begin Material for this exercise

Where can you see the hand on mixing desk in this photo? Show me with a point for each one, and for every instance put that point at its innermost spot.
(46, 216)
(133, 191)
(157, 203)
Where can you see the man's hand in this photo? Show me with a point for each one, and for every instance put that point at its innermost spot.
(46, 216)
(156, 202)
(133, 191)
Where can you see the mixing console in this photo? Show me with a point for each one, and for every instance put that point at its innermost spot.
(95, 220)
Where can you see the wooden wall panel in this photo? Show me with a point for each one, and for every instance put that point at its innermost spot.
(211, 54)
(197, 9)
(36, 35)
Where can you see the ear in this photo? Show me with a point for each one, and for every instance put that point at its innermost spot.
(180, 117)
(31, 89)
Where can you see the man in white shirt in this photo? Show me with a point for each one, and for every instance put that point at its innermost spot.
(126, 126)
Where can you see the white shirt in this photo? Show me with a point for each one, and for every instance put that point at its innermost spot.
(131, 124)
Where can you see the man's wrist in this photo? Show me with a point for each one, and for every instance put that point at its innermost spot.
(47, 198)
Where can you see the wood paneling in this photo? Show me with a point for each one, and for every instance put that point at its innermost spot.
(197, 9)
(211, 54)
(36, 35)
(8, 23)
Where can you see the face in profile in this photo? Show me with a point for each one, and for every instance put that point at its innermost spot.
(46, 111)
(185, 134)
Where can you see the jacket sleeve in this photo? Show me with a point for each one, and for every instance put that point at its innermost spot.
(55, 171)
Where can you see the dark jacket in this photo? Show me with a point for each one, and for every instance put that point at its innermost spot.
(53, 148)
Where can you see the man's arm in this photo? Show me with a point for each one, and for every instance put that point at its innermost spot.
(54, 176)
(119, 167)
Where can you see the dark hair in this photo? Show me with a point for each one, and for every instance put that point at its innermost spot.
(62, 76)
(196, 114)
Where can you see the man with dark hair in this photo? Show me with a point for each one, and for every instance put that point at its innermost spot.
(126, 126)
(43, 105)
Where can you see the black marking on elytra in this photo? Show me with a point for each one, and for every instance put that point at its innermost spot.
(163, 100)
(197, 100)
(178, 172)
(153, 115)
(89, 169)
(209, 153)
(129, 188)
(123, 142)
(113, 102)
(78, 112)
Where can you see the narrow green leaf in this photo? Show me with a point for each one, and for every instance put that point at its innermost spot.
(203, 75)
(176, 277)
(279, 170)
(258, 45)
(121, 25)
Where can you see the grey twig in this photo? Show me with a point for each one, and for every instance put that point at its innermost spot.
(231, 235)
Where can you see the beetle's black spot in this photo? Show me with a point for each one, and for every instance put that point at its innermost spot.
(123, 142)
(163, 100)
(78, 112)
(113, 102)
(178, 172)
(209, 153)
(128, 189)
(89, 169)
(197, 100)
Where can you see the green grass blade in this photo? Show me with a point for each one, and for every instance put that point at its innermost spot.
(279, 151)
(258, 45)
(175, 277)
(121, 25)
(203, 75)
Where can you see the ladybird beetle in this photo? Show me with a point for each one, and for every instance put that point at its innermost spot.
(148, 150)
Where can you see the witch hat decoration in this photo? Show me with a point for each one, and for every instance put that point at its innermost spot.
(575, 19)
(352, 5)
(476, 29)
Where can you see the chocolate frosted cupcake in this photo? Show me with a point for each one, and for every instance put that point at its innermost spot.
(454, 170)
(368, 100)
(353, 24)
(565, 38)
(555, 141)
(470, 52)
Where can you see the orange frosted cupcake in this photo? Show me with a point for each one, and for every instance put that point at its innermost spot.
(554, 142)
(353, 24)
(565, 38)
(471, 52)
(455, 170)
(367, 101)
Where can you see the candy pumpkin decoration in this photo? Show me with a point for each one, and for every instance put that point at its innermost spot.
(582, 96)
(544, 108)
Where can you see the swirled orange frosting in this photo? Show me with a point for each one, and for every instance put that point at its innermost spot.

end Material for this exercise

Description of the task: Send back exactly the lines from the line with "Where can you see the green" through the end of the records.

Solution to this exercise:
Where can you see the green grass blade in this photo? Show me with a point for each one, and for every instance put that point at its innermost spot.
(279, 151)
(258, 45)
(175, 277)
(121, 25)
(203, 75)
Where can you see the ladybird beetle in this photo? Show me with a point for each one, and for every instance put that point at its innermost spot.
(148, 150)
Where can you see the witch hat decoration in this photo? Show me with a point for each one, and for every instance put that point at its innermost spot.
(575, 19)
(352, 5)
(476, 29)
Where can you see the chocolate frosted cupcake in this photo? Show me with a point for each one, and for every instance put that point at its innermost spot.
(454, 170)
(368, 100)
(353, 24)
(565, 38)
(555, 141)
(470, 52)
Where can you see the orange frosted cupcake in this photo? Show me with a point for each one, and for every instance put that point at its innermost spot.
(554, 142)
(353, 24)
(565, 38)
(471, 52)
(455, 170)
(367, 101)
Where can you see the candy pumpkin decoration in this photo? Show me with a point for each one, and for every instance put that point at its innermost spot.
(582, 96)
(544, 108)
Where can you see the swirled orange frosting in this photo? Show me with a point for each one, and for every instance put that point at its innermost spot.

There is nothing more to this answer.